En effet, sur As The Love Continues, Stuart Braithwaite, Dominic Aitchison, Martin Bulloch et Barry Burns réussissent de nouveau à matérialiser à la fois, une forme de fidélité inébranlable au son de leurs débuts, tout en continuant à en distendre les contours, les faisant au fil des années par touches successives, imperceptiblement mais durablement évoluer.

Depuis Rock Action, l’influence des sonorités électroniques (claviers et boites à rythmes) s’est immiscée au cœur des compositions élargissant le terrain de jeu du groupe et refait sans surprise son retour en mode majeur sur Here We, Here We, Here We Go Forever en relais de To The Bin My Friend, Tonight We Vacate Earth. Sur celui-ci sa présence est plus discrète, telle une légère pulsation initiale pour accompagner l’ouverture au piano, et initier la montée vers un mur de son de guitares saturées et denses dont le groupe a le secret. Cette saturation sonore, a la grande qualité sur l’ensemble du disque par exemple sur Drive The Nail ou le libérateur Ceiling Granny de conserver une grande lisibilité, presque une forme d’épure, ou de ligne claire au service de la puissance.

L’empreinte électronique s’applique également à pervertir au vocoder les voix (parfois jusqu’à l’abstraction sur Fuck Off Money par exemple) en contrepoint d’un traitement plus aérien lorsqu’il s’agit de souligner subtilement la participation de Colin Stetson (dans un joli cousinage d’outre-Atlantique) et de son saxophone sur Pat Stains. La voix, est probablement un des axes sur lequel le groupe a le plus évolué depuis ses débuts et le groupe ne cherche plus forcément à la distordre, la masquer. A cet égard, Ritchie Sacramento en donne un bel exemple et met en relief un texte à la mélancolie poignante, que la dynamique sonore vient transcender, portant l’auditeur, potentiellement les yeux un peu humides, dans un drôle d’état d’apesanteur, tel les personnages du clip sublime qui accompagne le titre.
************
_Énoncé a_: Repérez toutes les lignes ci-dessous qui contiennent la chaîne « petal » et recopiez-les. La casse compte.

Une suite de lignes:
************
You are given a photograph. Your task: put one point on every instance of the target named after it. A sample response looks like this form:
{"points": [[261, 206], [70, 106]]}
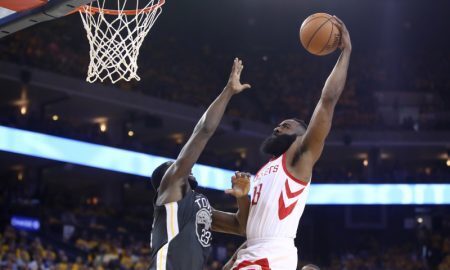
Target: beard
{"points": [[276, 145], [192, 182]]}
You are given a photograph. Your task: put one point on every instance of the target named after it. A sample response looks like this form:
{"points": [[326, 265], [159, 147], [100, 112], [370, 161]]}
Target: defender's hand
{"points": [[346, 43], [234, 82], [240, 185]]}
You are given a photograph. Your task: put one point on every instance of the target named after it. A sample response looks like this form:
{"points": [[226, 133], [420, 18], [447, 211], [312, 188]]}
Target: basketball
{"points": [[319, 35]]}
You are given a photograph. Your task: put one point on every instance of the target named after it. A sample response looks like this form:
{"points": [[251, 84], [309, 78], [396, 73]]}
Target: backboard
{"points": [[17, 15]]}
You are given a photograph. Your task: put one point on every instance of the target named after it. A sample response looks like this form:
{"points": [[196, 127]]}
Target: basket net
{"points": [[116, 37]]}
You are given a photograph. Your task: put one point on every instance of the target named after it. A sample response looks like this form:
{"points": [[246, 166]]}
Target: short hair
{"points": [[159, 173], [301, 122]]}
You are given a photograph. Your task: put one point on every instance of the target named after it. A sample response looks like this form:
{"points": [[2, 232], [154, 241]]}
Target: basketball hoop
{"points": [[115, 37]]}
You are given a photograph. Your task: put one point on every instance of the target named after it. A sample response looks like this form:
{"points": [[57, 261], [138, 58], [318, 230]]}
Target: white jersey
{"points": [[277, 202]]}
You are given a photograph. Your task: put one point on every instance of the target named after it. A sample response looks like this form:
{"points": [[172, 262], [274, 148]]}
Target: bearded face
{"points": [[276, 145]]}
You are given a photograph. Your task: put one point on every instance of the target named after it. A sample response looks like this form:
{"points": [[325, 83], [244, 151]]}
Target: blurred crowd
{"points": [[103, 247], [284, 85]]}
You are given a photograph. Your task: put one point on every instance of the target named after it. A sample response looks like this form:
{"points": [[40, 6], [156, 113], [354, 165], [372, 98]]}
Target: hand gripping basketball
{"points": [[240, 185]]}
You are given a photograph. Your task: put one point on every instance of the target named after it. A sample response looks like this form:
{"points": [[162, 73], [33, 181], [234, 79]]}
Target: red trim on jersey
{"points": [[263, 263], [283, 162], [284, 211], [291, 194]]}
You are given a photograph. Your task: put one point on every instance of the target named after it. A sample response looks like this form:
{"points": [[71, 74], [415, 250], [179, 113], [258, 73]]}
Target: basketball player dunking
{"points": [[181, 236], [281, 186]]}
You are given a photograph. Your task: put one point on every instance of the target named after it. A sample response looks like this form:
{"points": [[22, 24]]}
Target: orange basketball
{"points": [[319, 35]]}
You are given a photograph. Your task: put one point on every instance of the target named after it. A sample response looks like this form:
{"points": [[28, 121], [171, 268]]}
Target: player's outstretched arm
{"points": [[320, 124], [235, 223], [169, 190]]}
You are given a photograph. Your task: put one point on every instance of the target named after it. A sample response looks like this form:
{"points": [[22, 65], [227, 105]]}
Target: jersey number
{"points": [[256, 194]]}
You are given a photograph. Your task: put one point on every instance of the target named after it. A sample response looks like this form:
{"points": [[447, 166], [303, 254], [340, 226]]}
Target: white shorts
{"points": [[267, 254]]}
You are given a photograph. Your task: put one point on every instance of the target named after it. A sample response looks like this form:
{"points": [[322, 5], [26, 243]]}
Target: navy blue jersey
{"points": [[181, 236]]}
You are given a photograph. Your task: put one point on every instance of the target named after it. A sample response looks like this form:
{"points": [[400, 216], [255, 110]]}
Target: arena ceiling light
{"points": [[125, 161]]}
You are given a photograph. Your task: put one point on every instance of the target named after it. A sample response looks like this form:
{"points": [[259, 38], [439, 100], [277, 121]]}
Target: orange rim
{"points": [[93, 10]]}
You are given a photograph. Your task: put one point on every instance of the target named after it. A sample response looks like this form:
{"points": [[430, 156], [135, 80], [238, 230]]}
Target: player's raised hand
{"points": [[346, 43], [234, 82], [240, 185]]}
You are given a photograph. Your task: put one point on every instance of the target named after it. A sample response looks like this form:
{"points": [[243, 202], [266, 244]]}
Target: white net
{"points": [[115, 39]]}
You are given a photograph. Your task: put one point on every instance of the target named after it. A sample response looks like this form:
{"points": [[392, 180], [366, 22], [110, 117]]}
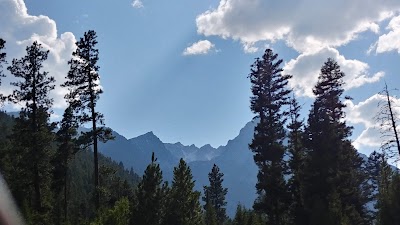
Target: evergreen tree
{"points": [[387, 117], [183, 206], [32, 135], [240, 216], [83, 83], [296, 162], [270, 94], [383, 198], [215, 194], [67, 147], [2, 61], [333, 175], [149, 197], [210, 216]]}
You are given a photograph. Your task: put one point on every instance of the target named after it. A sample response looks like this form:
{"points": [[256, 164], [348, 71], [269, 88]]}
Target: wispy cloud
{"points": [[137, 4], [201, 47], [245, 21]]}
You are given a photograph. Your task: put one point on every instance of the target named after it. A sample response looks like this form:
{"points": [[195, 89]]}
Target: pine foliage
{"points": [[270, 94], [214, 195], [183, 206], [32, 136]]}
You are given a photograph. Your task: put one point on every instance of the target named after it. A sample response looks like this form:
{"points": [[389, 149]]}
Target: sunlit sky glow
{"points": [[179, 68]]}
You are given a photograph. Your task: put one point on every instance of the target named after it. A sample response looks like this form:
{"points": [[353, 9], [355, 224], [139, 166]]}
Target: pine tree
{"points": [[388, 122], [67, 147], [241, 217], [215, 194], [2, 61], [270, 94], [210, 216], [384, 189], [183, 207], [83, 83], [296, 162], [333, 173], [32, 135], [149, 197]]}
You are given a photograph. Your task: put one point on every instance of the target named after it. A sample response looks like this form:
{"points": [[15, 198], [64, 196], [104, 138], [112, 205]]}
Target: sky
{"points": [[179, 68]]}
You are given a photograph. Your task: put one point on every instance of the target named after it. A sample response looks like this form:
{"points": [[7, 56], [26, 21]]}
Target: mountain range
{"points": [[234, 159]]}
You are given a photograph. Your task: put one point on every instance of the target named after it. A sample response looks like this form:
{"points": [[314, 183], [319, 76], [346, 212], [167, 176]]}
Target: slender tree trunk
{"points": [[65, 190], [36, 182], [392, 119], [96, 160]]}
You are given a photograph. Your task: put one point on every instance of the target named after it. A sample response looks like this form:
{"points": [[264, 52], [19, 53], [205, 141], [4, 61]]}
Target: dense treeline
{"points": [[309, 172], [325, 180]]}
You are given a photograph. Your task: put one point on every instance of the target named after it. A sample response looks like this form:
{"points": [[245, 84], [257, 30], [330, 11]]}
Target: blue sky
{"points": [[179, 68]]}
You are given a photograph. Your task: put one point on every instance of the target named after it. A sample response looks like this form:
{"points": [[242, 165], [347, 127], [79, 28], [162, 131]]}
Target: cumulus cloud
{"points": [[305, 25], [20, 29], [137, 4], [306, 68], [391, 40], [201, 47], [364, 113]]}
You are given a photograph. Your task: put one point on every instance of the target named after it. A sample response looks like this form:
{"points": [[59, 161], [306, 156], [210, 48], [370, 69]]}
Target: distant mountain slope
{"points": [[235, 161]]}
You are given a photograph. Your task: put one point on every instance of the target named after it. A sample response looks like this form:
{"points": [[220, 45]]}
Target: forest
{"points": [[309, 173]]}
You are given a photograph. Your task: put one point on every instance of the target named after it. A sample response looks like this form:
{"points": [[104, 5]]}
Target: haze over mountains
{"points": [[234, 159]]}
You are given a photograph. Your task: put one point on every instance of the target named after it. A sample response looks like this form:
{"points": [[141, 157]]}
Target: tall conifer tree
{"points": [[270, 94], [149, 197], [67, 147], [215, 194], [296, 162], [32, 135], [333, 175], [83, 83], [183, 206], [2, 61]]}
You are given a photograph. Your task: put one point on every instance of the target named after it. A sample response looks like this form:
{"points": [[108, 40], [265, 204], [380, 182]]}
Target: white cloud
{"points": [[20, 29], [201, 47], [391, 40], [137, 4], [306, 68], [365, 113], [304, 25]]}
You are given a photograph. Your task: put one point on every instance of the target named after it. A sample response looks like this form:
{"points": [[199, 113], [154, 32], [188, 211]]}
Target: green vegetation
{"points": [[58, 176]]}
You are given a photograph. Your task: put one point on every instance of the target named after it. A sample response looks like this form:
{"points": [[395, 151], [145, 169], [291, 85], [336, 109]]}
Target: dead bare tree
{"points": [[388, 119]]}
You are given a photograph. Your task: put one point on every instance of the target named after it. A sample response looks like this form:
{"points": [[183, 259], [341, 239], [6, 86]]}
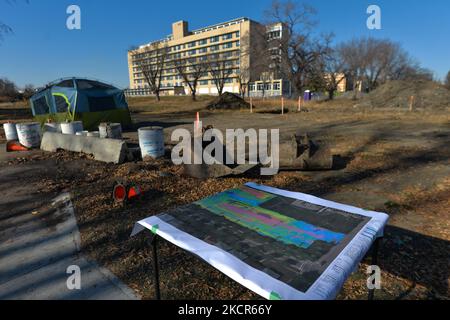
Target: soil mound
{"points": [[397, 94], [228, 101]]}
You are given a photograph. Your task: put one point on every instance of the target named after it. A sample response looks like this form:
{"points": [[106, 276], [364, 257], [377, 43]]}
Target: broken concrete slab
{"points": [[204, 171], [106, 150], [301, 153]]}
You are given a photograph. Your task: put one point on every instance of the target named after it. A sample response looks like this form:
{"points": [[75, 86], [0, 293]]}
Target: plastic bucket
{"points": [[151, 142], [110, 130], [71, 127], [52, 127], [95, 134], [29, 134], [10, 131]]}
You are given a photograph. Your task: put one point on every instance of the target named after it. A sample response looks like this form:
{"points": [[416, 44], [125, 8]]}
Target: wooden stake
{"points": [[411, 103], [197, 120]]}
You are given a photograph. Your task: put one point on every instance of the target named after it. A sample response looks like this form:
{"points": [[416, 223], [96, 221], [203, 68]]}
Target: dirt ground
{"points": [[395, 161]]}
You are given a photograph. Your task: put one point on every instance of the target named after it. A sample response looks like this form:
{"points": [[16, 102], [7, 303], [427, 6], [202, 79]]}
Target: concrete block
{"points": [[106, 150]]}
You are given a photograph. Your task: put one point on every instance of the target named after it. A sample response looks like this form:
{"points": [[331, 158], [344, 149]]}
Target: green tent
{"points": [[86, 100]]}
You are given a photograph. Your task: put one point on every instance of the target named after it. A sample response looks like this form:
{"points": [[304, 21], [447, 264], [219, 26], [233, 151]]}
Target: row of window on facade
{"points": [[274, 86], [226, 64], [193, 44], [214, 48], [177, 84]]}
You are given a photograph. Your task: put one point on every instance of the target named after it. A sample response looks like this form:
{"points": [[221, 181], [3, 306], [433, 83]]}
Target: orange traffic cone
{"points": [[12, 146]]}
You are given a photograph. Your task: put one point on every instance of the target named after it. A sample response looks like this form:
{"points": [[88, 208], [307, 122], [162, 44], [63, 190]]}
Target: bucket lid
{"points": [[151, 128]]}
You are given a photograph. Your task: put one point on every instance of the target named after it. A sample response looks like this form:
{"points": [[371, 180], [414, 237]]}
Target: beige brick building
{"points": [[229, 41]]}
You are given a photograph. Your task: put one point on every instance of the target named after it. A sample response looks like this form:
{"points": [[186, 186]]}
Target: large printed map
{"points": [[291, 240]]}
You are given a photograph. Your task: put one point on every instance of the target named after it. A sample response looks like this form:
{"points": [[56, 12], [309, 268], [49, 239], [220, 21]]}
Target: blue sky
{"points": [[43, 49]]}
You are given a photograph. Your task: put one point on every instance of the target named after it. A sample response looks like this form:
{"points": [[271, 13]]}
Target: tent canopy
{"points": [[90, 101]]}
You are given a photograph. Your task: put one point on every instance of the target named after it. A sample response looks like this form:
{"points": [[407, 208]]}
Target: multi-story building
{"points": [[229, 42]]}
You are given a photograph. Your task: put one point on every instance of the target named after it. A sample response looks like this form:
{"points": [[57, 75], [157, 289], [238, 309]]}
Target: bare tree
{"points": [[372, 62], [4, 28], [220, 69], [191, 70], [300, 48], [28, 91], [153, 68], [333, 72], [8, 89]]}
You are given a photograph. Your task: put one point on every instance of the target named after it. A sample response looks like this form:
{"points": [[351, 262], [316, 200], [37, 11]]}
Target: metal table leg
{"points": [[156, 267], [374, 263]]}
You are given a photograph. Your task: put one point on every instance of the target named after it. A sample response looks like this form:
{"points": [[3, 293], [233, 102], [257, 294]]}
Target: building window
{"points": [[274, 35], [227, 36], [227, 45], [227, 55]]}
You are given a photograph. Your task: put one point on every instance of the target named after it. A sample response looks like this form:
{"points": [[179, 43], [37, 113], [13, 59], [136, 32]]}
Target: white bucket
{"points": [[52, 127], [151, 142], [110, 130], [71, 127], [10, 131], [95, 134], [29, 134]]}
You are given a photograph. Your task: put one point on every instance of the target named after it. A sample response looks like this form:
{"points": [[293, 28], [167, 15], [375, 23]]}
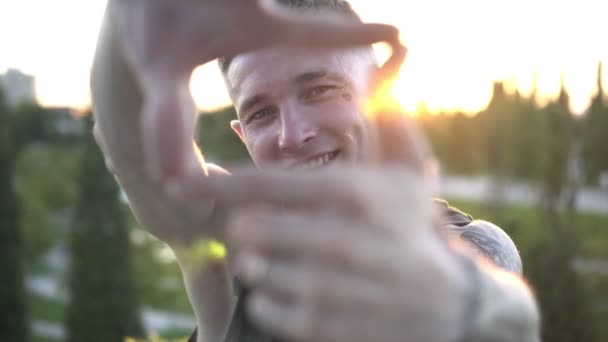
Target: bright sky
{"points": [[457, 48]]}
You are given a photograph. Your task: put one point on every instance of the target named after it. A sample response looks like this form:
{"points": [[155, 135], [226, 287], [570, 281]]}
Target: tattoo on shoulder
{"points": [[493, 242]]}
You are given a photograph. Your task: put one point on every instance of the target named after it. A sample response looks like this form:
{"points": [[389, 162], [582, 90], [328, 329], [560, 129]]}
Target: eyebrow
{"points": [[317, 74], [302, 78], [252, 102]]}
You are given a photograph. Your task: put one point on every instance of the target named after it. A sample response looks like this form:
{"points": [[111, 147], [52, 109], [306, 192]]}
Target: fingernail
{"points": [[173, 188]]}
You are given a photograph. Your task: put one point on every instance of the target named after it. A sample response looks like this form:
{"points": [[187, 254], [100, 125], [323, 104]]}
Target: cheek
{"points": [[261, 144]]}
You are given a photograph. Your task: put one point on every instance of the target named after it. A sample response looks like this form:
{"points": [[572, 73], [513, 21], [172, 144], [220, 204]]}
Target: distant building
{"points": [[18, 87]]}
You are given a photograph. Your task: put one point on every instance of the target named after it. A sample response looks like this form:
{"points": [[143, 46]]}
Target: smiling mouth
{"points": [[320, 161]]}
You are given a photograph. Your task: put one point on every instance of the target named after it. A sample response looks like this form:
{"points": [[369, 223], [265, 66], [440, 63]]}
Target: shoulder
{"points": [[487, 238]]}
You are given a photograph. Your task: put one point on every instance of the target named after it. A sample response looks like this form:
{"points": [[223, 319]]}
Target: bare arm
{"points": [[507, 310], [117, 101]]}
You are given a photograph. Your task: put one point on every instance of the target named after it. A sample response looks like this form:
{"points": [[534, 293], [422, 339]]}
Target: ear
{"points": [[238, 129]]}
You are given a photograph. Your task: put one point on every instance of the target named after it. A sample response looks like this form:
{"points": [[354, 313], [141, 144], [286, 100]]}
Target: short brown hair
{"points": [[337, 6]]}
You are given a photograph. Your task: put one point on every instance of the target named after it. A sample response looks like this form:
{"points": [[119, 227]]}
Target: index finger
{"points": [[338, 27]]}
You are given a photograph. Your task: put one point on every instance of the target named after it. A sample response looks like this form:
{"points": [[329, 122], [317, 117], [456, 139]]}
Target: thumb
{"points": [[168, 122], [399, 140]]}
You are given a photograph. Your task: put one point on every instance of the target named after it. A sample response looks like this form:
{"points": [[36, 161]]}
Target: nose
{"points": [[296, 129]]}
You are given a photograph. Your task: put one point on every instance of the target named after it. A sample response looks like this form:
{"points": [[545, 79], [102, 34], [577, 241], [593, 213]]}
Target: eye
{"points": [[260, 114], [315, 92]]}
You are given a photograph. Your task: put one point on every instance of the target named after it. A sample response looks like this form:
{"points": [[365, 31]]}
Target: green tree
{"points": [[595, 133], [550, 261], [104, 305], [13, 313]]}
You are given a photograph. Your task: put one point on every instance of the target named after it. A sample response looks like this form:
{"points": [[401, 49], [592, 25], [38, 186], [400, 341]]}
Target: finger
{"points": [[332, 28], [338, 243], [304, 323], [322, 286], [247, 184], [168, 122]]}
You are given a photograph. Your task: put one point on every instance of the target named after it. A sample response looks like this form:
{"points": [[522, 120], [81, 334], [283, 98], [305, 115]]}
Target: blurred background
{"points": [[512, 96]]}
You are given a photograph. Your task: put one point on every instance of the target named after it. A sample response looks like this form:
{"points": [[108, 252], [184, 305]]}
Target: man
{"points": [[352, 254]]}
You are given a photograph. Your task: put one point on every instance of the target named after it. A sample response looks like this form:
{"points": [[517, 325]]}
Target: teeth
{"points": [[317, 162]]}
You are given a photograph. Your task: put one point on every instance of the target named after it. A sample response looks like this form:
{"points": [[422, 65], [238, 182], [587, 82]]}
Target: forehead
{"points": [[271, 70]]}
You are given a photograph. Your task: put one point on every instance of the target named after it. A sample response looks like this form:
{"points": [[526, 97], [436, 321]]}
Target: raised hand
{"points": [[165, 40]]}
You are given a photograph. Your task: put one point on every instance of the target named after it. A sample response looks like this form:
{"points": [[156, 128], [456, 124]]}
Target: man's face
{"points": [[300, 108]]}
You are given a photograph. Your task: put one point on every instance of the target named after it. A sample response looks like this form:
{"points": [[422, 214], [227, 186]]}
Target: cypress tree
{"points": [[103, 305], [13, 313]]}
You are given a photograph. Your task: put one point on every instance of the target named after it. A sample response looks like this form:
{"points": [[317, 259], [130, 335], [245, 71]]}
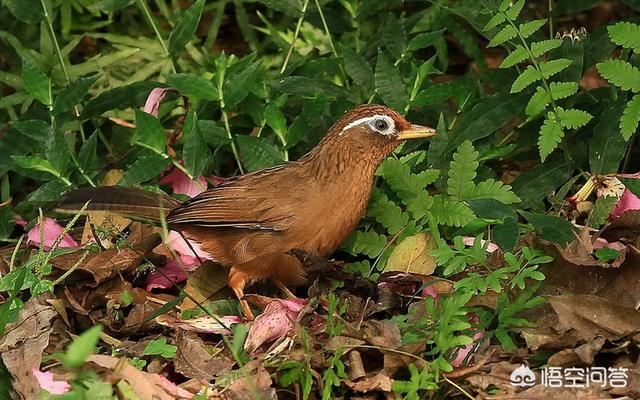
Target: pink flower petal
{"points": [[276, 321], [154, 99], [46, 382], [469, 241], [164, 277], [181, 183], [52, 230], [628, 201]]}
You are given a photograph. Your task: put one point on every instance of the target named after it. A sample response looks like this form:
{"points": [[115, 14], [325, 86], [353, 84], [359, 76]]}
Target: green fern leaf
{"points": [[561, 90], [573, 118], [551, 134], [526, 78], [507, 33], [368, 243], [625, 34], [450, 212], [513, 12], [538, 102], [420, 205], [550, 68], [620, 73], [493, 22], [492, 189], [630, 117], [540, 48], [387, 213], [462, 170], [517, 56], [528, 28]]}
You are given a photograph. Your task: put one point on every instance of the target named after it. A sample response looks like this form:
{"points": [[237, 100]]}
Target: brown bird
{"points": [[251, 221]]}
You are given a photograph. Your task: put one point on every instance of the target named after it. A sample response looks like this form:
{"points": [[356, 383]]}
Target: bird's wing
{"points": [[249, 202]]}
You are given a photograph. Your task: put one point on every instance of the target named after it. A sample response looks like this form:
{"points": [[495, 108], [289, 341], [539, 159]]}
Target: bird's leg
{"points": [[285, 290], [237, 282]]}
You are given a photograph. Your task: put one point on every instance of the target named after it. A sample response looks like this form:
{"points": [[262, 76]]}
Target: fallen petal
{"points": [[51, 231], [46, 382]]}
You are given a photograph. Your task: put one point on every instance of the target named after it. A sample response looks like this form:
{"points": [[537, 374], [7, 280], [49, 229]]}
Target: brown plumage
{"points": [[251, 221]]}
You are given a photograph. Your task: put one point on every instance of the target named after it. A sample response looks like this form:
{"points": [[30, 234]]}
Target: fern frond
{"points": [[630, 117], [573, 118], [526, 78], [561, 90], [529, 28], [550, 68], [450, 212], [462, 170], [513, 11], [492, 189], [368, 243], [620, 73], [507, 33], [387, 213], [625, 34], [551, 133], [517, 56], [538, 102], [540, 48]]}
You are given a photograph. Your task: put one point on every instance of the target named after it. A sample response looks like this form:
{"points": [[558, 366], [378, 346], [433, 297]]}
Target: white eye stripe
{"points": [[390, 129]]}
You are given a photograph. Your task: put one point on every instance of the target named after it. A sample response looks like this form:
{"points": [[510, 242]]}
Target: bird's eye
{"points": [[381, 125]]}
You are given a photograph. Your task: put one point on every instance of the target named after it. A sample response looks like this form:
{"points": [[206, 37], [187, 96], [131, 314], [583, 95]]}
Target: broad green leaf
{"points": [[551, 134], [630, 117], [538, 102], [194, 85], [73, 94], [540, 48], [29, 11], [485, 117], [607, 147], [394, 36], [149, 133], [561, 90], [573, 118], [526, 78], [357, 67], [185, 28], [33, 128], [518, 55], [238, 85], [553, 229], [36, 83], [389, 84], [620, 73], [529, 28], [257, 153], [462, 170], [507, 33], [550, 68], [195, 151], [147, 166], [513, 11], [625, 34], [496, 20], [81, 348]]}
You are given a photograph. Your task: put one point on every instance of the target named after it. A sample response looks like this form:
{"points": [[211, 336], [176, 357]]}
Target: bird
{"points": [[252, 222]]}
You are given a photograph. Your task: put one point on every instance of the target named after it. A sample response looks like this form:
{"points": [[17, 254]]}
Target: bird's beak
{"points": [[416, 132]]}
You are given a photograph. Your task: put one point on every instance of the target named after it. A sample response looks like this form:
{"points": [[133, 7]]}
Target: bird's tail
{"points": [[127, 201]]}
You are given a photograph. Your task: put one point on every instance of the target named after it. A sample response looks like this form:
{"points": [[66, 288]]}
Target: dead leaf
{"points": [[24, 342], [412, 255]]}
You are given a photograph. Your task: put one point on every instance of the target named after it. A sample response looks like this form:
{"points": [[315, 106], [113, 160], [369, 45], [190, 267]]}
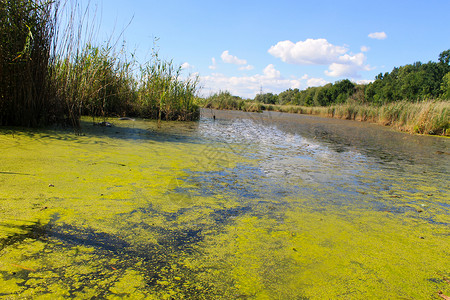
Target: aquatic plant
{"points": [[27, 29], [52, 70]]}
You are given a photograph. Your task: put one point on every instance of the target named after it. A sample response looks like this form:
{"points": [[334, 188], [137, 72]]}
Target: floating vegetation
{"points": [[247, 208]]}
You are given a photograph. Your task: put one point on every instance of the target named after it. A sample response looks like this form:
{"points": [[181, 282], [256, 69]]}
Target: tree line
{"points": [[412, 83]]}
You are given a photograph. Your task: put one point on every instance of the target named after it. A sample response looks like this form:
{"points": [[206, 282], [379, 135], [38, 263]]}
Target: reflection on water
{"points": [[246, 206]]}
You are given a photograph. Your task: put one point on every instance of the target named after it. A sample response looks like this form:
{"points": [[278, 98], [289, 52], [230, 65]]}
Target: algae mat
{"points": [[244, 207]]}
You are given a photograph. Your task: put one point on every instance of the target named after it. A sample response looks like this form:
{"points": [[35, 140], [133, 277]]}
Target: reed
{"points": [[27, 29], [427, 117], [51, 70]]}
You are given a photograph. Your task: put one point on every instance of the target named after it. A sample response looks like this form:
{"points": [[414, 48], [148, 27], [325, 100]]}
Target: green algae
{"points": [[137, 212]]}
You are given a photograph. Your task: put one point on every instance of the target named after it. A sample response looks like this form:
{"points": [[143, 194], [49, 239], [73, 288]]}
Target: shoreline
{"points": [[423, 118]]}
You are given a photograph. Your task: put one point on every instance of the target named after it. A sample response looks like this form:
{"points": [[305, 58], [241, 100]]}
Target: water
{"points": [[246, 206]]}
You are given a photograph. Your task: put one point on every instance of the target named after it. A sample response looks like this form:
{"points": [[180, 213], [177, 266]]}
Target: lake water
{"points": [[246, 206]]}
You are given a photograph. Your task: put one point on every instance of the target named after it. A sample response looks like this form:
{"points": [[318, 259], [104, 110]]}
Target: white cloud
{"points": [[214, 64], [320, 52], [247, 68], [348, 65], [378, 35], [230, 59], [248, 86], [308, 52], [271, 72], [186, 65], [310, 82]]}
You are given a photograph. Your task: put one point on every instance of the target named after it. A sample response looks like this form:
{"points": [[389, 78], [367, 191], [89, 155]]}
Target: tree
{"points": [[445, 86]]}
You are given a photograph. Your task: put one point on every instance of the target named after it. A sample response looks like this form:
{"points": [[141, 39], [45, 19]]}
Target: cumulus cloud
************
_Énoncé b_: Selon l'extrait, quel musicien joue du saxophone sur le morceau Pat Stains ?

_Réponse finale a_:
Target: pink flower petal
Target: fallen petal

_Réponse finale b_: Colin Stetson.